■ Dataset excerpts:
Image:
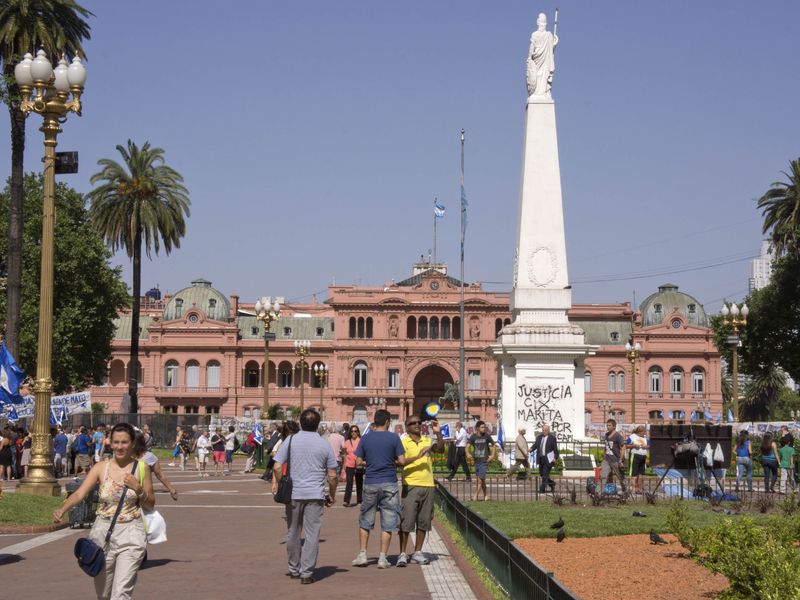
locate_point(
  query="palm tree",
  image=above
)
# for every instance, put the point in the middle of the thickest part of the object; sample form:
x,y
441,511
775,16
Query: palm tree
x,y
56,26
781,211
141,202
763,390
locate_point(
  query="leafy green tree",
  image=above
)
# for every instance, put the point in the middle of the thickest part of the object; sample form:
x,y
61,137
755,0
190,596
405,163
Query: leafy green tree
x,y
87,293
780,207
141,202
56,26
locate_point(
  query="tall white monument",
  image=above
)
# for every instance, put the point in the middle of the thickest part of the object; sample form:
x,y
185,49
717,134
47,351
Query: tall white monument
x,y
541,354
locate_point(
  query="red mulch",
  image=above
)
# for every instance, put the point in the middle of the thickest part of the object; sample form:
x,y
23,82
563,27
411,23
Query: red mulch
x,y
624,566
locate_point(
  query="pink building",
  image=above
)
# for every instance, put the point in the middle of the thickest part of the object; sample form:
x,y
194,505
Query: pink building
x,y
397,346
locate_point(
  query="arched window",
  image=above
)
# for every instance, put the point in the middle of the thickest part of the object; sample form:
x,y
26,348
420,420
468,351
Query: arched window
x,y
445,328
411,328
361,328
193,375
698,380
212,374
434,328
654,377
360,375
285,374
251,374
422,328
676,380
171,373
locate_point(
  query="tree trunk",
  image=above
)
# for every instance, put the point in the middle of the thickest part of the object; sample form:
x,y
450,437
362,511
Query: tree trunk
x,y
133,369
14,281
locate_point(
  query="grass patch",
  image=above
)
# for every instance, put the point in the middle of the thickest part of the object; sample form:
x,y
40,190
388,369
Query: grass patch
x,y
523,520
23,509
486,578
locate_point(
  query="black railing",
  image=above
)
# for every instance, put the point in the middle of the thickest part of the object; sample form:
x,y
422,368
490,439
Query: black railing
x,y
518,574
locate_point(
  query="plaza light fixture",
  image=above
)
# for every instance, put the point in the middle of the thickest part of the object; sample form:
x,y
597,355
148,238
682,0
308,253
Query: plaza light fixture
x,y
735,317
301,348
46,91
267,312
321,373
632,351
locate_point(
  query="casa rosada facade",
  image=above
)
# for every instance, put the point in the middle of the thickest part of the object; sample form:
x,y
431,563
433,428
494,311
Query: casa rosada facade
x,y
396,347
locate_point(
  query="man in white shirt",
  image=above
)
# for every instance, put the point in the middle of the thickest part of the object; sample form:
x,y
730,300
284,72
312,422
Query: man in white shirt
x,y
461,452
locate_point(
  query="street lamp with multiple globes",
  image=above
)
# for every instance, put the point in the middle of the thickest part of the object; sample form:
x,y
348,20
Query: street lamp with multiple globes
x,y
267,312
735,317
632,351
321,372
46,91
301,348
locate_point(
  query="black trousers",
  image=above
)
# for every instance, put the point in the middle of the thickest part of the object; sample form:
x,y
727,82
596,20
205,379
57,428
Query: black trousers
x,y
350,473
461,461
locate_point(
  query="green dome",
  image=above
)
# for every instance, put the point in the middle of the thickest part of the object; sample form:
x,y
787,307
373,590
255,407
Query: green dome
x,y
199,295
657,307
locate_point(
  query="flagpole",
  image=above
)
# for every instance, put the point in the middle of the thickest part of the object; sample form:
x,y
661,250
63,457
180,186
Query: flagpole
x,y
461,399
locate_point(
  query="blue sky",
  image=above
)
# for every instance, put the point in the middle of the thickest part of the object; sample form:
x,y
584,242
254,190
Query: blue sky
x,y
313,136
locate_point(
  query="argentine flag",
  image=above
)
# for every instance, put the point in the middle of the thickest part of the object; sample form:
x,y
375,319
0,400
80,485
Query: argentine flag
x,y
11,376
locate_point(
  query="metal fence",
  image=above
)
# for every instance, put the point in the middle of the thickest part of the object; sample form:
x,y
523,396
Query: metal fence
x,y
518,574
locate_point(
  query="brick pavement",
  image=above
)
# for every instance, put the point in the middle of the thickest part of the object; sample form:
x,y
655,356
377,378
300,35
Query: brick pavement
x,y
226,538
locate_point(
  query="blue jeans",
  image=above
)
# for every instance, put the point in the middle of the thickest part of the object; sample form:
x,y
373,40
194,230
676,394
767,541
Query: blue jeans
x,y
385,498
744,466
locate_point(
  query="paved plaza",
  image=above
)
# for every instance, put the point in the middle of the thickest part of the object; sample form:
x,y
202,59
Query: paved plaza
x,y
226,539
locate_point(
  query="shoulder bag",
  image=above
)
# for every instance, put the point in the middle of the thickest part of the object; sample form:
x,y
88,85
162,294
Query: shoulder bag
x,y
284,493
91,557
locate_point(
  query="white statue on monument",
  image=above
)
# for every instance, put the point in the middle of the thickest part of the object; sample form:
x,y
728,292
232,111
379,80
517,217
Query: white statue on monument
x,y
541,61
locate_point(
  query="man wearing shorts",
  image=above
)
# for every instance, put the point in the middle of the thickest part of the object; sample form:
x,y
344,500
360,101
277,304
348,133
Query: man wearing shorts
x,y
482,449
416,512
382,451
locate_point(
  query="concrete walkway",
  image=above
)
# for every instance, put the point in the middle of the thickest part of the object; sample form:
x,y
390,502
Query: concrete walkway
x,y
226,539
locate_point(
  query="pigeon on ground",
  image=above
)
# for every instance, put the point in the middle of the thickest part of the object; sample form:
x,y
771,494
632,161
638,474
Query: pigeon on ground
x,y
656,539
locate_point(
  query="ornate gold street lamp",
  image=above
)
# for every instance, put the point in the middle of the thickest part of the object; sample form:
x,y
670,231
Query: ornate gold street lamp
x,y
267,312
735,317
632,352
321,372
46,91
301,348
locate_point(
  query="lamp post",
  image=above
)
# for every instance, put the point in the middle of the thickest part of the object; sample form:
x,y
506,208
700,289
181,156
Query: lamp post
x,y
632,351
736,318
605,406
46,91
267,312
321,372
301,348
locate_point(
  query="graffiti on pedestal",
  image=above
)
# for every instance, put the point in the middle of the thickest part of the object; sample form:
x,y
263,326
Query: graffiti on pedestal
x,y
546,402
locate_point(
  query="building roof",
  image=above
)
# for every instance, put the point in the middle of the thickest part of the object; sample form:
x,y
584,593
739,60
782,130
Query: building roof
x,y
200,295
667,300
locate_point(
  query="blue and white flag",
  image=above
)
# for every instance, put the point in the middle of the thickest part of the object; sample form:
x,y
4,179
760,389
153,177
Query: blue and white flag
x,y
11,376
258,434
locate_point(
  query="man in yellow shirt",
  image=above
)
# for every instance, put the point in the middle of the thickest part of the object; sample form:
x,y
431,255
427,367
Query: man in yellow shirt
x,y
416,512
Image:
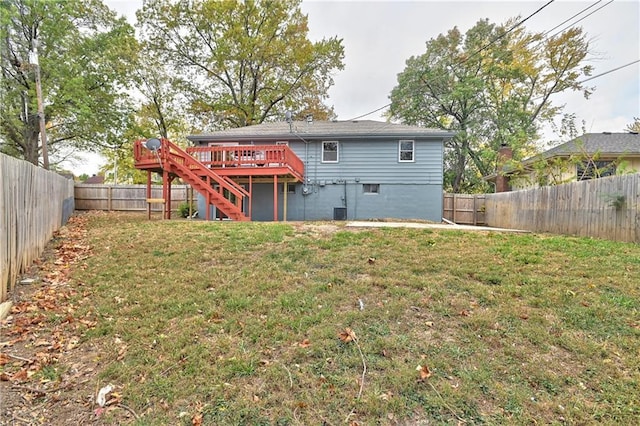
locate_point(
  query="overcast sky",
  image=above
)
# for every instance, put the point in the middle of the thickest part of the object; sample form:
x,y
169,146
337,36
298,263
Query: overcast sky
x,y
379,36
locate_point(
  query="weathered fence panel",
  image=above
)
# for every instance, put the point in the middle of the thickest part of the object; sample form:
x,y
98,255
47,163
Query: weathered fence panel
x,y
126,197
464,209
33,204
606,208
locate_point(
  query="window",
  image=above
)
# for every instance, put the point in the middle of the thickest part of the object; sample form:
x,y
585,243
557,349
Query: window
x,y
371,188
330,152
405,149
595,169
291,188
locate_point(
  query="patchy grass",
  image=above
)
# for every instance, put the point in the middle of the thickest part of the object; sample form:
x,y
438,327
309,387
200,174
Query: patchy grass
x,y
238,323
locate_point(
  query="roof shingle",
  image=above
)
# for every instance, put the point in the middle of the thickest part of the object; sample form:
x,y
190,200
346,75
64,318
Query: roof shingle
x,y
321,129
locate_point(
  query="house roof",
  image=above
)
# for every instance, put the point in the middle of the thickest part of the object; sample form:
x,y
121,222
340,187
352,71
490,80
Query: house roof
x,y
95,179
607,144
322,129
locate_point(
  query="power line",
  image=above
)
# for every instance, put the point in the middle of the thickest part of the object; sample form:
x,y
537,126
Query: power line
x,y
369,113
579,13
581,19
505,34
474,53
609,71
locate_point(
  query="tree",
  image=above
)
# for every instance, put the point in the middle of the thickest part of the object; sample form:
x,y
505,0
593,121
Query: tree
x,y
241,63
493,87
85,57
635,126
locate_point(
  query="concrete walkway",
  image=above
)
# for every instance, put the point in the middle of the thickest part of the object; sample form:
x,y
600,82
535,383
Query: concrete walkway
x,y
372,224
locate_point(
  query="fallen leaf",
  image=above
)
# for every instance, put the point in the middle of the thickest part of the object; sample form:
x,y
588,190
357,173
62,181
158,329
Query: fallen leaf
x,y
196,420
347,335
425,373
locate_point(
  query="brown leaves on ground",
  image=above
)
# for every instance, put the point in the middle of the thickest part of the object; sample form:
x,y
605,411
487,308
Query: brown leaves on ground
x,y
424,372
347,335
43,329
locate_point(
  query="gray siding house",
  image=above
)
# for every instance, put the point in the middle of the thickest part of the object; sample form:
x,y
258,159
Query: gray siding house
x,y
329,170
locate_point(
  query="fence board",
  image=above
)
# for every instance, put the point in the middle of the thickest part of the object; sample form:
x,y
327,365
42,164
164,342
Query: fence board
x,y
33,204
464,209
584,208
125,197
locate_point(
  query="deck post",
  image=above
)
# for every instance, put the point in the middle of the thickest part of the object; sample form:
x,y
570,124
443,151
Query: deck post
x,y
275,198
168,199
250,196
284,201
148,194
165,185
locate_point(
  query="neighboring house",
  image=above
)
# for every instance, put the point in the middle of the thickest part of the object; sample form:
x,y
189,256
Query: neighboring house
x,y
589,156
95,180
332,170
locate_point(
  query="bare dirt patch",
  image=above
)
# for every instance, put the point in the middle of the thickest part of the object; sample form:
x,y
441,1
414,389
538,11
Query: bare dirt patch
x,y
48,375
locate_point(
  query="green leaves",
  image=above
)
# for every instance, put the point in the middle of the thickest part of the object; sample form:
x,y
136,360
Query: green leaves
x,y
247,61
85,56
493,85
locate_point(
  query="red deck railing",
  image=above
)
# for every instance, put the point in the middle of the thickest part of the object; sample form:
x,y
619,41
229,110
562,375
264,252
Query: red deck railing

■ Given instruction:
Please pick out every line of the material above that contains the word "leafy" and copy each one.

■ Result:
  query="leafy green tree",
Query: leafy green tree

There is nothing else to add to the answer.